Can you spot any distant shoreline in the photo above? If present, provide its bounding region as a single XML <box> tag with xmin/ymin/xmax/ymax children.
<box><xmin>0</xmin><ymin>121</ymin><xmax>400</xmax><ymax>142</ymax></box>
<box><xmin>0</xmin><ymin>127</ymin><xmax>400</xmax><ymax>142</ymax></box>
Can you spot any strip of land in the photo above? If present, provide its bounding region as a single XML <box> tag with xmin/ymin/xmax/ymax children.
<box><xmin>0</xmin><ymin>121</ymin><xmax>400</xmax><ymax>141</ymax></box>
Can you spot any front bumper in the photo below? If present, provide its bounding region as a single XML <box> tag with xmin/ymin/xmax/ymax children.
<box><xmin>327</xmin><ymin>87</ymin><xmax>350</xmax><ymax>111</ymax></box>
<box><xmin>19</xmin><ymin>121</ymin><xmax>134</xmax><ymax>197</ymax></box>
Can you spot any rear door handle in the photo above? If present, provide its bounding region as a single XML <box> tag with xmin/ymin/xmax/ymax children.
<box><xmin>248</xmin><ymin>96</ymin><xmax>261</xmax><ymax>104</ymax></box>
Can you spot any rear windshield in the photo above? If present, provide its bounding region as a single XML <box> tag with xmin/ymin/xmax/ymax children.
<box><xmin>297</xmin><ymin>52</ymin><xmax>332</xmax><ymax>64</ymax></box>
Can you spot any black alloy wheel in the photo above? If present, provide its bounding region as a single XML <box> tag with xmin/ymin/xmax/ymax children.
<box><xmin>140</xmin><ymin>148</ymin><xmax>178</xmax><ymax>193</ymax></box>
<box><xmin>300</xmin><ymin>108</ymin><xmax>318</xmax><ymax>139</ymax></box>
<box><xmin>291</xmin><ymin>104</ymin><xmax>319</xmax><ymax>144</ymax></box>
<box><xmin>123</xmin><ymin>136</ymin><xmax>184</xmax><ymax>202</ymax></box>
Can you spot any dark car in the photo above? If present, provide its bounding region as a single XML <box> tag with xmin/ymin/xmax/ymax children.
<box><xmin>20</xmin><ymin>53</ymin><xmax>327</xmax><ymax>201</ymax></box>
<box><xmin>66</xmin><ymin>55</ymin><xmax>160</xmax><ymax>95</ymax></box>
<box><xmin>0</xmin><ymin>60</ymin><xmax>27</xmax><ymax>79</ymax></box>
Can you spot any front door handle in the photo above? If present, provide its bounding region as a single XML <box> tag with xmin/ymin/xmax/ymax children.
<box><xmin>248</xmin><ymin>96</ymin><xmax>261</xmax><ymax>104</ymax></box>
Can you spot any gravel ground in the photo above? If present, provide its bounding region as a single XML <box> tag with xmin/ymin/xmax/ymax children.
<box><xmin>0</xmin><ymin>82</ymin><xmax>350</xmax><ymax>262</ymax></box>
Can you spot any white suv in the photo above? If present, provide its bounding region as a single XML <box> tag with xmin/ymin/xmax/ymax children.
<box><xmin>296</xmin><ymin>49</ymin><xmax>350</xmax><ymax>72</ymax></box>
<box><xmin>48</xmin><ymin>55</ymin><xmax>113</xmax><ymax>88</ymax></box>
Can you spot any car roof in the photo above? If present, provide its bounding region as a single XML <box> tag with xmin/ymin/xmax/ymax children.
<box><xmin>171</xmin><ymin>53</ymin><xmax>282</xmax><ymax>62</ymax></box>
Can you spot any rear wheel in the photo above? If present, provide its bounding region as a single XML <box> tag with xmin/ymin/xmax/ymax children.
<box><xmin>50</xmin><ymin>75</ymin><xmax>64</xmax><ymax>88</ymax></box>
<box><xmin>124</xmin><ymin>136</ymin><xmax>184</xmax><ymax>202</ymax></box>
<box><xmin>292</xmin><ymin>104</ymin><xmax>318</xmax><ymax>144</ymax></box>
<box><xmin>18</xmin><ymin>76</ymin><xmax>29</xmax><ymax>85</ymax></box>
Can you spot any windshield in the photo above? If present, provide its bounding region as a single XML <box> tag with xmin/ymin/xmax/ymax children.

......

§ **Instruction**
Render the listing as a JSON list of strings, one string per line and with blank lines omitted, from the line containing "Can you spot any front door" up to and including the last line of the listing.

§ **Task result**
[
  "Can you spot any front door handle in the photo above? If present, provide its bounding region as a single XML <box> tag with xmin/ymin/xmax/ymax children.",
  "<box><xmin>248</xmin><ymin>96</ymin><xmax>261</xmax><ymax>104</ymax></box>",
  "Can you spot any gravel ground in the photo above? If present, provide its bounding region as a single XML <box> tag with xmin/ymin/xmax/ymax children.",
  "<box><xmin>0</xmin><ymin>82</ymin><xmax>350</xmax><ymax>262</ymax></box>",
  "Can you spot any white suv in the photo above? If present, provide its bounding region as a single XML <box> tag with xmin/ymin/xmax/ymax children.",
  "<box><xmin>296</xmin><ymin>49</ymin><xmax>350</xmax><ymax>72</ymax></box>",
  "<box><xmin>48</xmin><ymin>55</ymin><xmax>113</xmax><ymax>88</ymax></box>",
  "Can you spot any car roof in the photo above? If present, provide its bounding region as a single XML <box> tag with xmin/ymin/xmax/ymax children.",
  "<box><xmin>171</xmin><ymin>53</ymin><xmax>282</xmax><ymax>62</ymax></box>",
  "Can you spot any rear wheel in the photo above? If present, provide its bounding region as a single XML <box> tag with xmin/ymin/xmax/ymax children.",
  "<box><xmin>50</xmin><ymin>75</ymin><xmax>64</xmax><ymax>88</ymax></box>",
  "<box><xmin>124</xmin><ymin>136</ymin><xmax>184</xmax><ymax>202</ymax></box>",
  "<box><xmin>292</xmin><ymin>104</ymin><xmax>318</xmax><ymax>144</ymax></box>",
  "<box><xmin>18</xmin><ymin>76</ymin><xmax>29</xmax><ymax>85</ymax></box>",
  "Can you spot any windshield in the photo above? If present, provide its bounding region as a single XML <box> tag with xmin/ymin/xmax/ymax children."
]